Reprenez le texte sur le recrutement des Gurkhas au Népal et prolongez-le à la suite de sa dernière phrase.

Extrait du texte ->
+ + + +
Dans cet article, François Libois, Ritu Muralidharan, Juni Singh et Oliver Vanden Eynde exploitent des données précises relatives au développement au Népal pour quantifier certains des effets à long terme du recrutement des Gurkhas. Cette analyse empirique prend en compte les contraintes historiques au recrutement des Gurkhas. Les modèles de recrutement, instaurés au 19e siècle, ont perduré grâce à des réseaux de soldats en exercice chargés de trouver de nouvelles recrues. Les recruteurs britanniques ne pouvaient compter que sur un nombre restreint de centres de recrutement. Pour des raisons politiques, cinq des six dépôts principaux étaient basés sur le territoire indien britannique. Les auteurs ont utilisé la distance qui séparait les communautés Gurkhas de ces anciens centres de recrutement pour mesurer la part des membres de ce groupe au sein des recrues. Pour vérifier ces mesures, les auteurs montrent que les sites qui étaient plus proches de centres de recrutement et présentaient une part plus importante de Gurkhas dans leur population, ont déploré plus de pertes humaines lors des deux Guerres Mondiales.
+ + + +
Données sources:

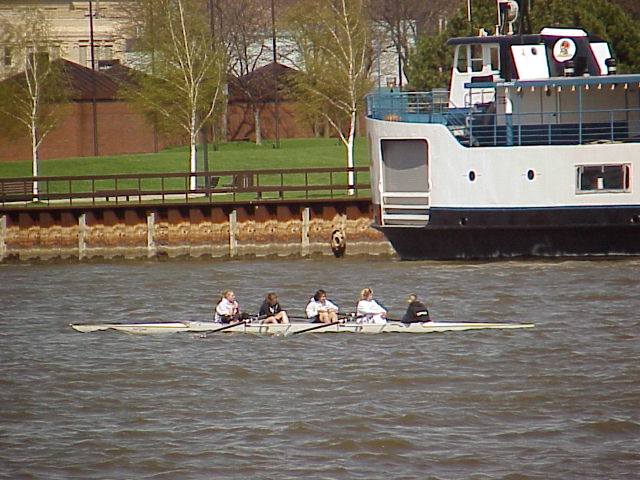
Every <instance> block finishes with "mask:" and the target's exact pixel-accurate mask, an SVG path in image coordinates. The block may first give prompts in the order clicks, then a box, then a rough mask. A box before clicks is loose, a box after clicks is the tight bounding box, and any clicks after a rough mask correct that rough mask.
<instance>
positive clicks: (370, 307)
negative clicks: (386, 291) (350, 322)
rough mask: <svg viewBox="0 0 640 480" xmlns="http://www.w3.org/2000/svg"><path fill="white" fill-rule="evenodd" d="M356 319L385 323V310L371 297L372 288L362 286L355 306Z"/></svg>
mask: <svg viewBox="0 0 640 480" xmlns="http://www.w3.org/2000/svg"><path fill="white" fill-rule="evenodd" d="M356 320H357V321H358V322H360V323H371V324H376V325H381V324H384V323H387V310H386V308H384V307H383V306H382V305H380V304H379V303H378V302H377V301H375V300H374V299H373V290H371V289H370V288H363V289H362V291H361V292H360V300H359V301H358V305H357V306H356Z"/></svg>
+ + + +
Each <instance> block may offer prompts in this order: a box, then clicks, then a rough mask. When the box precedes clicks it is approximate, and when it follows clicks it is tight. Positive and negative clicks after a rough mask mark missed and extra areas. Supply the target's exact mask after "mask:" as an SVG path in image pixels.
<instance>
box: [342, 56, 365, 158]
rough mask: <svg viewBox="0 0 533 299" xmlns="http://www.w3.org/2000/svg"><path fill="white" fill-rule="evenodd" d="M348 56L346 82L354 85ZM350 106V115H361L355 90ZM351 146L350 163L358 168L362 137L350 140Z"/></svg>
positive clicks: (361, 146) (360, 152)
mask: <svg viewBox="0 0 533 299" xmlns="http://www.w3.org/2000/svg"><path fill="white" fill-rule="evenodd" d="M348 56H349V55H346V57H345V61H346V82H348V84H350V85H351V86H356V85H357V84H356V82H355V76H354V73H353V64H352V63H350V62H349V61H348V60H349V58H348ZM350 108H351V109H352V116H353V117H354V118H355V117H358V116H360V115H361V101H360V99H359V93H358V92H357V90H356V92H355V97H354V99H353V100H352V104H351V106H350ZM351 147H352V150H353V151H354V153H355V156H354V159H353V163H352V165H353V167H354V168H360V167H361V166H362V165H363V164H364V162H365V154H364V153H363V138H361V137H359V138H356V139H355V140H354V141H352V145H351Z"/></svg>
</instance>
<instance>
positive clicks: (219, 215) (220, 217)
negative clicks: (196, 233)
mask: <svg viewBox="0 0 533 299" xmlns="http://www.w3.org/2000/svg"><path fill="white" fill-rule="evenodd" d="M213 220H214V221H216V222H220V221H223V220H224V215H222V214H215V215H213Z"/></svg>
+ + + +
Réponse ci-dessous ->
Les auteurs concluent que dans les villages plus proches des anciens centres de recrutement, le niveau d’éducation des Gurkhas était relativement plus élevé que celui des non Gurkhas. Cela implique des répercussions positives à long terme du recrutement de Gurkhas en matière d’éducation, ce qui corrobore les descriptions des historiens. Ces conclusions peuvent être expliquées par le fait que les membres des castes Gurkhas investissent dans l’éducation en raison des exigences pédagogiques du recrutement militaire. Même si les Gurkhas ne sont pas autant mobilisés que par le passé, les armées indienne et britannique recrutent toujours au sein de ces communautés. En revanche, les exigences pédagogiques, qui n’ont été introduites que récemment, n’expliquent pas pourquoi les femmes et de plus anciennes cohortes ont un niveau d’éducation supérieur. De ce fait, ces conclusions ne peuvent s’expliquer seulement par une aspiration à rejoindre les régiments Gurkhas. Les auteurs examinent aussi dans quelle mesure ces conclusions peuvent s’expliquer par un niveau de richesse plus élevé des Gurkhas en zone de recrutement. Bien que ces groupes de Gurkhas aient tendance à posséder plus de biens, l’impact positif sur l’éducation demeure lorsque les différences de richesses sont prises en compte. Cela revient à dire que le recrutement militaire a transformé la culture et les préférences des communautés recrutées, comme le soulignent les historiens. En accord avec cette interprétation, le recrutement militaire semble avoir participé à l’émancipation des femmes. Les femmes Gurkhas en zone de recrutement ont plus de chances de créer leur propre entreprise non agricole, de se marier plus tard dans leur vie et d’utiliser des moyens de contraception.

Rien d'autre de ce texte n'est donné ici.